Your goal: From the line that includes "In the picture above, where can the girl" to the last line of the records, inclusive, repeat each line exactly.

(Point-based annotation data)
## Start
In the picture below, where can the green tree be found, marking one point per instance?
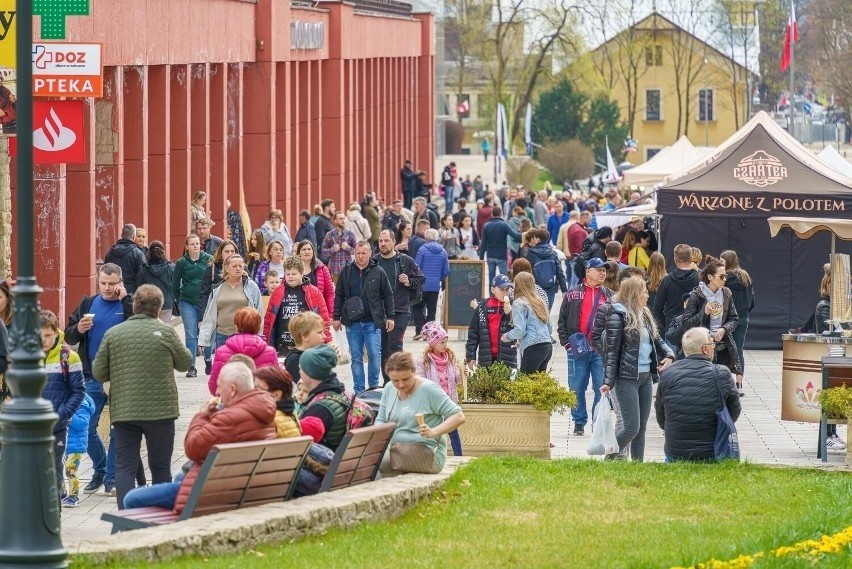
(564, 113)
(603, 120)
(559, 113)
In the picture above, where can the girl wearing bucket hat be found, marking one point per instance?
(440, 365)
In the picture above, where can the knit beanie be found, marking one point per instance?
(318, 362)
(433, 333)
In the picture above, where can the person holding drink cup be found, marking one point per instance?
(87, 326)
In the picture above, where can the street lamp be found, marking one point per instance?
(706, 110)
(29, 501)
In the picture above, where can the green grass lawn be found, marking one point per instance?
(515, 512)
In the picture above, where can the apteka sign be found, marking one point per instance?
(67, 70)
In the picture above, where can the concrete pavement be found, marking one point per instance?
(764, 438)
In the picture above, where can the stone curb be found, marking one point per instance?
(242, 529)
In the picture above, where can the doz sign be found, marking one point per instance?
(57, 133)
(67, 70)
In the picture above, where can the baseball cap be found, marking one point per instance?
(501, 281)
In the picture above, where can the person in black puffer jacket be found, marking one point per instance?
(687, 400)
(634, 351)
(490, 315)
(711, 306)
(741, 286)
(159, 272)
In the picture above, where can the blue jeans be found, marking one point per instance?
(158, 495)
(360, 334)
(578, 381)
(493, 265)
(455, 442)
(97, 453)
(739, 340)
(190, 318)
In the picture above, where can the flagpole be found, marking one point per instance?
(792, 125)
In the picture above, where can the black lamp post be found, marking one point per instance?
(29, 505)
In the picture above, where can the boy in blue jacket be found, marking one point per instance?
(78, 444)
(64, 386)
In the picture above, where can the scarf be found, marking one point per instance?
## End
Right answer:
In the picture above, where can the girl wearing bucket hat be found, marking one point per instance?
(440, 365)
In the picture above, where can the knit beanie be found, marking one point per instance?
(318, 362)
(433, 333)
In the picture above, where can the person holding drink cup be found, marking one point per instance?
(87, 326)
In the picture above, where can the street lamp be found, marking one point per instance?
(706, 110)
(29, 501)
In the picture above, where can the green grass lawn be found, marking one point per instance?
(515, 512)
In the picture above, where can the apteka sign be found, marking one point per instance?
(67, 70)
In the picture above, where can the concrete pavement be found, marking one point per instance?
(764, 438)
In the picture above, where can the stone curb be found, marking one point per instance?
(242, 529)
In the picture above, where can the doz sign be found, marking one point per instance?
(57, 133)
(67, 70)
In the picture above, where can the baseball cap be found, marking one point per instance?
(501, 281)
In the picture above, where can the person in black puffer jacket be found, marking one point per instance?
(687, 400)
(634, 351)
(490, 315)
(711, 306)
(741, 286)
(159, 272)
In the picture above, where can the blue jeans be found, marking one point per instance?
(158, 495)
(360, 334)
(578, 381)
(493, 265)
(455, 442)
(97, 453)
(739, 340)
(190, 318)
In the picture above, where can the flagpole be found, marking one point per instance?
(792, 125)
In the picture above, where can the black lamp post be found, marking one point per instance?
(29, 505)
In the picture above, where can the boy in blue jacket be found, marking one point per instance?
(78, 444)
(64, 386)
In the picture above, where can the scarf be found, marking one point per instance?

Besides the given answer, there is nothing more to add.